__What the task requires__
Below are lines of data, and only some are wanted. Please repeat exactly those from the line that has "Target: leaf" through the line that has "like [299, 175].".

BEGIN Listed entries

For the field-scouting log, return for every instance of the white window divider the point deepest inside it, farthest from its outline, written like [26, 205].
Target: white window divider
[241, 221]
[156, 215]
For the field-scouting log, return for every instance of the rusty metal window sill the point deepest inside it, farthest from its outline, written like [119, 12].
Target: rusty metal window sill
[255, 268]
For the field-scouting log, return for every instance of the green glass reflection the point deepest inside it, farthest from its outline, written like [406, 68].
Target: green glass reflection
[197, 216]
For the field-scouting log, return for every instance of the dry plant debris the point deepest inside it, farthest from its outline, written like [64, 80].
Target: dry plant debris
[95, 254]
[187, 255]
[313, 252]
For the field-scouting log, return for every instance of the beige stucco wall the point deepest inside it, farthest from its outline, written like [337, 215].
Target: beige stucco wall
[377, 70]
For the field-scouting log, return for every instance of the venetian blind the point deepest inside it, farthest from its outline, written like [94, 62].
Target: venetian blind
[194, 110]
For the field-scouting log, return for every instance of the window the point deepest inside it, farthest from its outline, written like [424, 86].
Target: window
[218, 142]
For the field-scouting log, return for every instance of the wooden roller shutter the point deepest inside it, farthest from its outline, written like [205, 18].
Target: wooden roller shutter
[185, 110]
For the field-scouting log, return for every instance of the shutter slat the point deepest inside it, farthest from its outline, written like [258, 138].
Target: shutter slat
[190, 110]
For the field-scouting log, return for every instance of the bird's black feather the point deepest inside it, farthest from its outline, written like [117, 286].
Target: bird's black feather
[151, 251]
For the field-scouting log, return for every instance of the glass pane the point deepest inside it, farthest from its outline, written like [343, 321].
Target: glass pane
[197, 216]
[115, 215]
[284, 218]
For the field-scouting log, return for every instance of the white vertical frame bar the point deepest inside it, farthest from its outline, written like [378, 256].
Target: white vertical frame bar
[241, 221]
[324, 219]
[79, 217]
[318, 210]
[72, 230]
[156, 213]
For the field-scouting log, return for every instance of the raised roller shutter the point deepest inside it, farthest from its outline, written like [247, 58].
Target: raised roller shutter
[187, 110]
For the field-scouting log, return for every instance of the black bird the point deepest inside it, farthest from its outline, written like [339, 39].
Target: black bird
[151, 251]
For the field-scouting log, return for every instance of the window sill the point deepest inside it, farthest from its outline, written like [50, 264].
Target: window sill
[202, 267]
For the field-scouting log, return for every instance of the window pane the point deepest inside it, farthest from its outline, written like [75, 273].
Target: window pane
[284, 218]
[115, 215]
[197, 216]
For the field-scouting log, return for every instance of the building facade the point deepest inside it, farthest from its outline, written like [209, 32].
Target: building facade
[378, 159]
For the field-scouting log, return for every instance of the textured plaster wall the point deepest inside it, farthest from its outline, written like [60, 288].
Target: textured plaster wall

END Listed entries
BEGIN Listed entries

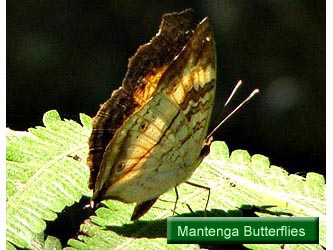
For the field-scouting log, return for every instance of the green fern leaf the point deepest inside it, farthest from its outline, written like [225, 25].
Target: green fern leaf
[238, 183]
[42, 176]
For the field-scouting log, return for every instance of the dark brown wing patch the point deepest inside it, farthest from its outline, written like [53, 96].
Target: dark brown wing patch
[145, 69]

END Listed entries
BEGIN Listed entries

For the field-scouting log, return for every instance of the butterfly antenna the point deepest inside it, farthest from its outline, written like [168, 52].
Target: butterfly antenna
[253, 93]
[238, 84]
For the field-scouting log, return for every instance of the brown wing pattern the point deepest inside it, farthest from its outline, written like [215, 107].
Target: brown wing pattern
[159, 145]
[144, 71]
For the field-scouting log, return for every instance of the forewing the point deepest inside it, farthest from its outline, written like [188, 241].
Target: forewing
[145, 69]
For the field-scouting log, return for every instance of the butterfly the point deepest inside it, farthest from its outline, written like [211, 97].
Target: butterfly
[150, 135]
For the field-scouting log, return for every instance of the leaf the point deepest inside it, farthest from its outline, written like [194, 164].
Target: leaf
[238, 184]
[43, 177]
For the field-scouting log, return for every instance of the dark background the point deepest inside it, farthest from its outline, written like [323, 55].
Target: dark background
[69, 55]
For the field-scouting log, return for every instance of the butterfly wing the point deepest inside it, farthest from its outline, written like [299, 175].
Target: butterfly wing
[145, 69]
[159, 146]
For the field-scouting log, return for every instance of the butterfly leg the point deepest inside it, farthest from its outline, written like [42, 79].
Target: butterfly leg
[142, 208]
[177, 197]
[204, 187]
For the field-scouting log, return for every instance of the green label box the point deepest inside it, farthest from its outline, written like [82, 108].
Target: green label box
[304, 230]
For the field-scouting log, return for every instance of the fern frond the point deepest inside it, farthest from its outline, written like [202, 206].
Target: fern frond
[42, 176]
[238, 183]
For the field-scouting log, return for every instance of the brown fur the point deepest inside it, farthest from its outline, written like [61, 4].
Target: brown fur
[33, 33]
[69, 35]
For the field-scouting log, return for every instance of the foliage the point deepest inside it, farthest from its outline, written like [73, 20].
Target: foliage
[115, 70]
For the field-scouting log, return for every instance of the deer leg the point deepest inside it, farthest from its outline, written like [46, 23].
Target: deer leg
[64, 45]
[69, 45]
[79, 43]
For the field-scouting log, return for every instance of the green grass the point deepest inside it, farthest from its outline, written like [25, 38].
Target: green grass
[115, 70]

END Listed entries

__Exercise output__
Target: leaf
[238, 184]
[43, 177]
For the field-scouting log, return for every instance of the dark background the point deepest inside it, farthest from its outline, written like [323, 55].
Target: dark background
[69, 55]
For the field-scouting log, return for every instance of the butterfly wing the point deepest inside it, farthest from its outline, written like [299, 175].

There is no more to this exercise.